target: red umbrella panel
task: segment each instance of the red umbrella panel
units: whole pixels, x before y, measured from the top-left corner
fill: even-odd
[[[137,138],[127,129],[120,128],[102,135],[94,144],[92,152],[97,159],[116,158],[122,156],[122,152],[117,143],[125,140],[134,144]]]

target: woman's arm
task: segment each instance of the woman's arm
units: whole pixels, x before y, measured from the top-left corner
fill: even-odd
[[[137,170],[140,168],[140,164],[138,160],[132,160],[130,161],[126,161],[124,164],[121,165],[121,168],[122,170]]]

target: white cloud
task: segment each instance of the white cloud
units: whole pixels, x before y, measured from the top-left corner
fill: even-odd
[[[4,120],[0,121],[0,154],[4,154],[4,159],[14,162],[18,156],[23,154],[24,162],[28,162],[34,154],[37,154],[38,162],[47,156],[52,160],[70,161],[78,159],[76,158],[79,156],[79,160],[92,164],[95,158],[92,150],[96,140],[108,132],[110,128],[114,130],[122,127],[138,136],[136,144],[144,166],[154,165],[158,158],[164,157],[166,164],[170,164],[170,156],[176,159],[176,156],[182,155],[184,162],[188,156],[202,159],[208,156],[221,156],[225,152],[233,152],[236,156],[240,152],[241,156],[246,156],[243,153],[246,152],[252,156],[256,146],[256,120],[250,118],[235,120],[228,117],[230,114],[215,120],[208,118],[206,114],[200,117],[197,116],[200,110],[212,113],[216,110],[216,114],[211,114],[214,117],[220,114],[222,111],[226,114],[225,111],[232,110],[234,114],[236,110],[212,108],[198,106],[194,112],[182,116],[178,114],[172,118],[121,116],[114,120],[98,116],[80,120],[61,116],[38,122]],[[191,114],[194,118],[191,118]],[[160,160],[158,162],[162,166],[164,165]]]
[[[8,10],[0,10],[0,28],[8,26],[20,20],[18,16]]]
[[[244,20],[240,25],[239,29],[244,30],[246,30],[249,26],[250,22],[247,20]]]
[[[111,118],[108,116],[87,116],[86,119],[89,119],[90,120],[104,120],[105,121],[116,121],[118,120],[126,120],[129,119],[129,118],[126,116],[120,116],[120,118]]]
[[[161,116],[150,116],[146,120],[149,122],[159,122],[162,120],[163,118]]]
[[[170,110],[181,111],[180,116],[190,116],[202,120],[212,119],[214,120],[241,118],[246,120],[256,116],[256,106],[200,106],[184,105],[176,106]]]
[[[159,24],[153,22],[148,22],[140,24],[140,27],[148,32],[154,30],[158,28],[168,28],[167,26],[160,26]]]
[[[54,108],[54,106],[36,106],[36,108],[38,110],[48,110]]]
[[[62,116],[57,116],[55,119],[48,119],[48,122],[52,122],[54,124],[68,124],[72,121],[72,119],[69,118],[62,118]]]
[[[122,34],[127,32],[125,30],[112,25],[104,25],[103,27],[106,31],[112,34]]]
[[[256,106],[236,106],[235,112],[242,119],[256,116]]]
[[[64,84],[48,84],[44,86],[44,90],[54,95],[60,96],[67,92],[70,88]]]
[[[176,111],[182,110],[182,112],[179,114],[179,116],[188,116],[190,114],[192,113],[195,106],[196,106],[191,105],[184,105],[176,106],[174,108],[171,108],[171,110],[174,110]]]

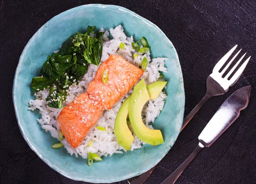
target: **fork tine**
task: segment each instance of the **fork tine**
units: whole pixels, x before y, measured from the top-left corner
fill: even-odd
[[[230,51],[229,51],[226,55],[223,56],[223,57],[221,59],[221,60],[216,64],[213,70],[212,70],[212,73],[213,72],[218,72],[218,71],[222,67],[223,65],[226,63],[228,58],[230,57],[230,55],[232,54],[235,49],[237,47],[237,45],[235,46]]]
[[[244,70],[246,67],[246,65],[247,65],[247,64],[248,64],[248,63],[249,63],[249,60],[250,59],[250,56],[246,60],[244,61],[244,63],[243,63],[241,67],[239,68],[238,70],[237,70],[235,74],[234,74],[233,77],[231,78],[229,81],[230,83],[230,86],[233,86],[235,83],[236,83],[239,78],[240,78],[240,76],[241,75],[242,73],[243,73],[243,72],[244,72]]]
[[[230,75],[232,74],[233,72],[234,72],[234,70],[235,70],[235,69],[236,69],[236,68],[237,67],[237,66],[238,66],[239,63],[241,62],[241,61],[243,59],[243,58],[244,58],[244,56],[246,54],[246,53],[245,53],[245,54],[244,54],[244,55],[243,55],[243,56],[242,56],[241,57],[241,58],[240,58],[240,59],[238,60],[238,61],[237,61],[237,63],[236,63],[235,66],[233,66],[233,67],[231,69],[230,71],[229,71],[229,72],[227,73],[227,75],[226,75],[225,76],[225,77],[224,78],[225,79],[227,80],[227,78],[229,77],[229,76],[230,76]]]
[[[225,68],[224,68],[224,69],[223,69],[223,70],[221,72],[221,76],[222,76],[222,75],[223,75],[223,74],[224,74],[224,73],[225,72],[226,72],[226,70],[227,70],[227,69],[228,68],[228,67],[230,65],[230,64],[231,64],[231,63],[232,63],[232,62],[234,61],[234,60],[235,60],[235,59],[236,58],[236,56],[237,56],[237,55],[238,55],[238,54],[239,53],[239,52],[241,52],[241,50],[242,50],[241,49],[240,49],[240,50],[239,50],[238,52],[237,52],[237,53],[236,54],[236,55],[235,55],[235,56],[234,56],[233,57],[233,58],[232,58],[232,59],[231,59],[231,60],[230,60],[230,61],[228,63],[227,63],[227,64],[225,67]]]

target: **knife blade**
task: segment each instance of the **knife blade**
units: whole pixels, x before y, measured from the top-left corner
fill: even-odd
[[[222,104],[199,136],[198,145],[176,170],[161,184],[174,184],[180,175],[204,147],[209,147],[233,123],[249,102],[250,86],[236,91]]]

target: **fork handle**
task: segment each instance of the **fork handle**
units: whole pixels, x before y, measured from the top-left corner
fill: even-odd
[[[183,124],[182,125],[180,132],[183,130],[183,129],[185,128],[191,119],[192,119],[192,118],[193,118],[195,114],[196,114],[204,103],[211,97],[208,93],[207,93],[207,94],[205,94],[203,99],[201,100],[201,101],[200,101],[198,104],[197,104],[190,112],[189,112],[189,113],[185,118],[184,120],[183,120]]]
[[[183,171],[190,164],[193,159],[204,148],[204,146],[199,143],[198,146],[189,157],[178,167],[169,176],[165,179],[161,184],[173,184],[179,178]]]

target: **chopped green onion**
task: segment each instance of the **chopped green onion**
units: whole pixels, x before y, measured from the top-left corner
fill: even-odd
[[[92,158],[90,155],[88,157],[88,165],[89,166],[91,166],[93,163],[93,160]]]
[[[140,42],[141,42],[141,44],[142,44],[142,45],[145,46],[145,47],[148,47],[148,42],[145,38],[143,37],[142,37],[141,40],[140,40]]]
[[[52,86],[50,87],[50,94],[52,94],[54,91],[54,87]]]
[[[145,71],[145,69],[146,69],[146,68],[147,68],[147,66],[148,60],[146,57],[144,57],[144,58],[143,58],[142,62],[141,63],[141,69],[142,69],[143,71]]]
[[[149,50],[148,47],[143,47],[139,51],[139,52],[140,53],[145,53],[147,52]]]
[[[133,49],[134,49],[135,50],[136,50],[137,51],[138,51],[138,50],[140,50],[140,45],[137,43],[139,42],[136,42],[136,43],[134,43],[134,42],[132,42],[131,43],[131,46],[132,47],[132,48],[133,48]]]
[[[102,131],[106,131],[107,130],[104,127],[103,127],[102,126],[96,126],[96,128],[97,128],[98,129],[99,129],[100,130],[102,130]]]
[[[63,139],[63,134],[62,134],[62,132],[61,130],[60,130],[59,132],[59,139],[60,139],[60,141],[62,141]]]
[[[93,141],[92,139],[90,140],[89,142],[88,142],[88,143],[87,144],[87,146],[88,147],[89,147],[90,146],[91,146],[92,145],[92,144],[93,144]]]
[[[57,149],[62,147],[64,144],[62,143],[56,143],[51,147],[52,148]]]
[[[89,152],[88,154],[89,156],[90,156],[93,160],[96,161],[101,161],[102,160],[96,153],[92,153],[91,152]]]
[[[107,69],[105,71],[102,72],[102,82],[103,83],[107,83],[107,81],[108,81],[108,70]]]
[[[125,44],[122,42],[120,43],[120,45],[119,45],[119,47],[120,47],[120,49],[121,49],[122,50],[125,49]]]
[[[61,98],[61,99],[62,98]],[[60,99],[58,101],[58,107],[59,109],[61,109],[62,108],[62,101],[61,99]]]

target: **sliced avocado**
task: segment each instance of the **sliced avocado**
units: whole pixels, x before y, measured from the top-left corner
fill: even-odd
[[[167,83],[164,81],[157,81],[146,86],[149,98],[157,98]],[[131,97],[128,97],[120,108],[116,115],[114,128],[117,142],[126,151],[131,149],[131,146],[134,139],[127,123],[127,121],[130,121],[129,118],[126,118],[128,115],[130,98]]]
[[[166,83],[166,81],[158,81],[146,86],[151,99],[156,99]]]
[[[131,150],[131,146],[134,139],[128,128],[126,121],[130,97],[125,100],[120,108],[116,115],[114,128],[117,142],[126,151]]]
[[[136,135],[143,142],[155,146],[164,143],[159,130],[149,129],[141,118],[141,111],[145,104],[149,100],[149,96],[144,79],[134,87],[129,105],[130,121]]]

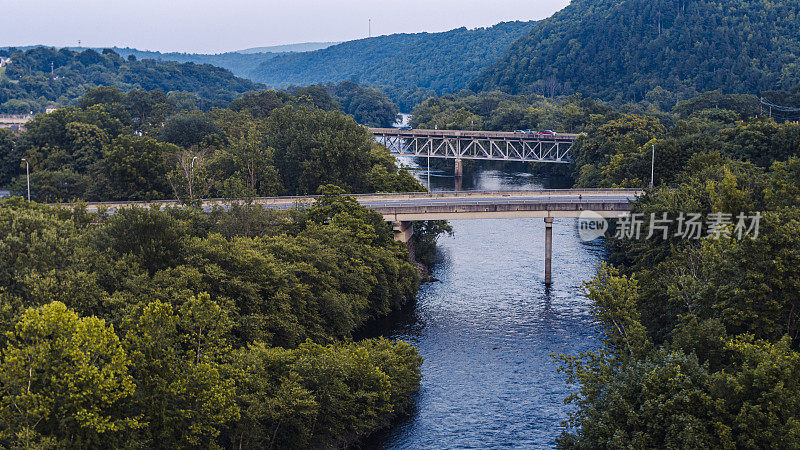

+ + + + + + +

◆ **Your task**
Copy the listing above word for word, starting at the line containing "target: **sliced avocado**" and ending at the end of the listing, with both ends included. Leave the pictures out.

◆ **Written solution**
target: **sliced avocado**
task: segment each instance of the **sliced avocado**
units: whole pixels, x before y, measured from the top-left corner
fill: even-odd
[[[167,83],[164,81],[157,81],[146,86],[149,98],[157,98]],[[131,97],[128,97],[120,108],[116,115],[114,128],[117,142],[126,151],[131,149],[131,146],[134,139],[127,123],[127,121],[130,121],[129,118],[126,118],[128,115],[130,98]]]
[[[166,83],[166,81],[158,81],[146,86],[151,99],[156,99]]]
[[[131,150],[131,146],[134,139],[128,128],[126,121],[130,97],[125,100],[120,108],[116,115],[114,128],[117,142],[126,151]]]
[[[136,135],[143,142],[155,146],[164,143],[159,130],[149,129],[141,118],[141,111],[145,104],[149,100],[149,96],[144,79],[134,87],[129,105],[130,121]]]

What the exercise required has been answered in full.